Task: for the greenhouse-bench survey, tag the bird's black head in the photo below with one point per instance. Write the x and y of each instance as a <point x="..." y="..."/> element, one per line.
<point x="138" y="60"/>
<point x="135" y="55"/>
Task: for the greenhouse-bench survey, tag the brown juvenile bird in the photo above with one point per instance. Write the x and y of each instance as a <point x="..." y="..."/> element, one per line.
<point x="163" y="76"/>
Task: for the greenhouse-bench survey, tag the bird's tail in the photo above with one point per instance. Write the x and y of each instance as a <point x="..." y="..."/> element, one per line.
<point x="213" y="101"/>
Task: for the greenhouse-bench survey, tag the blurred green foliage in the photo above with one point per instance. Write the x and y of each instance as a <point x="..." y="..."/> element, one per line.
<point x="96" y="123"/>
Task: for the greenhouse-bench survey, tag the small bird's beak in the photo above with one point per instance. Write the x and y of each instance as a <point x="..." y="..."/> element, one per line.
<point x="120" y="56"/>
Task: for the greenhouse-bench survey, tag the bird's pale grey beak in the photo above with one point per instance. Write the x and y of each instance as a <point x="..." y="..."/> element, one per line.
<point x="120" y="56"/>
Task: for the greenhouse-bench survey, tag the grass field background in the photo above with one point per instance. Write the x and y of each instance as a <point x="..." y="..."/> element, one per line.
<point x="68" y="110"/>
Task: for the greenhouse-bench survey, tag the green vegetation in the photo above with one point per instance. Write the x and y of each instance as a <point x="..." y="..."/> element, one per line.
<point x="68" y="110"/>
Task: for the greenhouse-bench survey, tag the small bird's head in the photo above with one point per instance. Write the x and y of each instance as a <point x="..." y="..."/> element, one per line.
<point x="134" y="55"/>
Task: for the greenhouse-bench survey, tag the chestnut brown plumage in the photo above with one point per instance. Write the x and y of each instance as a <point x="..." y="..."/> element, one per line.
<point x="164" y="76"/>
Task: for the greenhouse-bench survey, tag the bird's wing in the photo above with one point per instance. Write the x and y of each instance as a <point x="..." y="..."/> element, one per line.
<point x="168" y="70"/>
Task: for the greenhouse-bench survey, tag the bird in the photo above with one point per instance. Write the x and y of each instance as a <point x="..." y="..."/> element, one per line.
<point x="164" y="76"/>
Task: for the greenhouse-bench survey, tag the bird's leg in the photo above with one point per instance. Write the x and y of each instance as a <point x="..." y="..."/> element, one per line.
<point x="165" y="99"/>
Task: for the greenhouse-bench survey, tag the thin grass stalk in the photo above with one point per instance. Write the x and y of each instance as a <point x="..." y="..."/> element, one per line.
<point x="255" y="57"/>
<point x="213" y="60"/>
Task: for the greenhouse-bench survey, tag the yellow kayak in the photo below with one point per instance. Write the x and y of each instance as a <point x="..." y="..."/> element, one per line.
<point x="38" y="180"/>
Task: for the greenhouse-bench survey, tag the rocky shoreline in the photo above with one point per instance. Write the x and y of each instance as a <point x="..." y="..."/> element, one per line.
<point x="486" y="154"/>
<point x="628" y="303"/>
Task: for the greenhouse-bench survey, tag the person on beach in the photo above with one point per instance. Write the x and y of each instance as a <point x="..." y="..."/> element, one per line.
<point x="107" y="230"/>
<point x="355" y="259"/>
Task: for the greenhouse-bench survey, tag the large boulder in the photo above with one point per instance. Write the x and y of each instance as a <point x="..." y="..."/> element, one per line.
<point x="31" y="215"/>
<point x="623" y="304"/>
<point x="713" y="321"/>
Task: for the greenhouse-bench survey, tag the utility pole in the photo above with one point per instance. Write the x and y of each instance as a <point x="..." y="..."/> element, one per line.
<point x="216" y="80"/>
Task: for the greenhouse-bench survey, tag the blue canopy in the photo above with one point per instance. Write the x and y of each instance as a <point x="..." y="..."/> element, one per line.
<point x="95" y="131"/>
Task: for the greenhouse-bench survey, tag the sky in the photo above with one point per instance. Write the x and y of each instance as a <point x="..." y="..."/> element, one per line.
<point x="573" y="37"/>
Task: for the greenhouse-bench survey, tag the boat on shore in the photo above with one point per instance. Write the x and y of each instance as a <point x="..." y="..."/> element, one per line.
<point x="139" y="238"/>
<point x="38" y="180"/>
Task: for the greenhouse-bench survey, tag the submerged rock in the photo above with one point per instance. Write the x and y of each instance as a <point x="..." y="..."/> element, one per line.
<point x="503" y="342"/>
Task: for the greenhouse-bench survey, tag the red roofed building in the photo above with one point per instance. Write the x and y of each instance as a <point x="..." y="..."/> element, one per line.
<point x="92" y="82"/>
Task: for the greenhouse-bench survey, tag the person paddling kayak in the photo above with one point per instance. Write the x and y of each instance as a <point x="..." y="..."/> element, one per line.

☆ ☆ ☆

__Task directions__: Please output every record, keeping each line exact.

__Written solution__:
Task: for the greenhouse-bench survey, tag the bird's black head in the photo below with one point per instance. Write the x and y of each instance as a <point x="..." y="..."/> element, one per line.
<point x="138" y="60"/>
<point x="135" y="55"/>
Task: for the greenhouse-bench survey, tag the brown juvenile bird in the photo above with one point per instance. Write the x and y of each instance as a <point x="..." y="..."/> element, one per line.
<point x="163" y="76"/>
Task: for the greenhouse-bench survey, tag the bird's tail in the photo above with one point per instance. Write the x and y of each instance as a <point x="..." y="..."/> element, one per line.
<point x="213" y="101"/>
Task: for the greenhouse-bench survey, tag the blurred green foliage in the photo above with one point per instance. Write the x and y of each instance as a <point x="..." y="..."/> element, one per line.
<point x="96" y="123"/>
Task: for the greenhouse-bench survey, tag the small bird's beak in the photo above with one point per instance. Write the x and y of each instance as a <point x="..." y="..."/> element, one per line.
<point x="120" y="56"/>
Task: for the greenhouse-bench survey, tag the bird's pale grey beak in the photo above with one point per instance. Write the x and y of each instance as a <point x="..." y="..."/> element, one per line.
<point x="120" y="56"/>
Task: for the greenhouse-bench survey, tag the grass field background in the photo above with one point per instance. Write the x and y of each instance as a <point x="..." y="..."/> element, one per line.
<point x="68" y="110"/>
Task: for the greenhouse-bench survey, tag the green vegetation in the photo above with one point per instance. Write the x and y of each instance as a <point x="..." y="..."/> element, one per line.
<point x="68" y="110"/>
Task: for the greenhouse-bench survey, tag the small bird's head in the photo above with one point per instance. Write the x and y of each instance as a <point x="..." y="..."/> element, one per line.
<point x="134" y="55"/>
Task: for the greenhouse-bench survey, tag the chestnut brown plumage in the photo above with one point per instance. Write the x and y of each instance as a <point x="..." y="..."/> element, one per line.
<point x="164" y="76"/>
Task: for the greenhouse-bench survey, tag the bird's wing in the photo above with one point per instance. Write the x and y of each instance as a <point x="..." y="..."/> element, one per line.
<point x="168" y="70"/>
Task: for the greenhouse-bench survey, tag the bird in the photo above with one point per instance. Write the x and y of each instance as a <point x="..." y="..."/> element, one per line.
<point x="164" y="76"/>
Task: for the greenhouse-bench survey, tag the bird's leg in the photo above with one point per instance. Write the x and y of each instance as a <point x="..." y="..."/> element, one per line.
<point x="165" y="99"/>
Task: for the greenhouse-bench survey, tag the thin grass stalk in the photo above with one point per instance. Write the x and y of each instance as a <point x="..." y="..."/> element, one per line.
<point x="255" y="57"/>
<point x="213" y="60"/>
Task: for the greenhouse-bench survey, tag the yellow kayak in the photo below with one point per instance. Write the x and y of each instance as a <point x="..." y="..."/> element, one per line.
<point x="38" y="180"/>
Task: for the greenhouse-bench survey, tag the rocky shoreline in the photo above with one point per instance. Write the x and y of each instance as a <point x="..." y="..."/> element, one per line.
<point x="486" y="154"/>
<point x="628" y="303"/>
Task: for the greenhouse-bench survey, tag the person on beach in the photo above with one point per instance. Write the x and y of each instance as a <point x="..." y="..."/> element, one per line.
<point x="107" y="230"/>
<point x="355" y="259"/>
Task: for the greenhouse-bench survey, tag the large boulder in the photo above with one point per instance. Write the x and y of each instance as a <point x="..." y="..."/> element, one per line.
<point x="31" y="215"/>
<point x="623" y="304"/>
<point x="713" y="321"/>
Task: for the greenhouse-bench survey, tag the utility pole in the photo above with one point per instance. Write the x and y of each instance as a <point x="..." y="..."/> element, one per line.
<point x="216" y="80"/>
Task: for the greenhouse-bench survey, tag the blue canopy in the photo above with one point per instance. Write the x and y of each instance as a <point x="..." y="..."/> element, one per line.
<point x="95" y="131"/>
Task: for the greenhouse-bench survey, tag the sky in the photo above with one point per instance. Write the x and y of each instance as a <point x="..." y="..."/> element, one per line.
<point x="573" y="37"/>
Task: for the greenhouse-bench survey, tag the boat on shore in the photo above with one point per instance. Write the x and y of each instance as a <point x="..." y="..."/> element, one per line.
<point x="139" y="238"/>
<point x="38" y="180"/>
Task: for the greenhouse-bench survey, tag the submerged rock in the photo above with one point per instance. Write the x and y of each instance as a <point x="..." y="..."/> element, one per line.
<point x="503" y="342"/>
Task: for the greenhouse-bench survey, tag the red roofed building in the photo above with one point per instance. Write the x and y of each instance as a <point x="..." y="..."/> element, one per line.
<point x="92" y="82"/>
Task: for the greenhouse-bench survey, tag the person paddling kayak in the photo above with one point per instance. Write the x and y of each instance as a <point x="..." y="..."/> element, one per line.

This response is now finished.